WHAT THIS TASK INVOLVES:
The lines from the top of the listing through the one containing "for every instance of the warning" are to be retyped exactly, with no other lines.

SUPPLIED RECORDS:
*-*-*
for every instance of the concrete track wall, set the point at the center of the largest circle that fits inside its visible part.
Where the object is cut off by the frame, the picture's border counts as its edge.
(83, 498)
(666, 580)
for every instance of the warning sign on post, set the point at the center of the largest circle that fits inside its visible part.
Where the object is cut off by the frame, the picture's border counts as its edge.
*-*-*
COMPLETED EXERCISE:
for every instance of the concrete track wall, set the point at the center of the largest circle that fits inside its visible part.
Where the object is cut off by the frame, the picture's border counts as its edge.
(83, 498)
(666, 580)
for every instance of the warning sign on post, set the point at the center of the largest circle that fits inside its visible part.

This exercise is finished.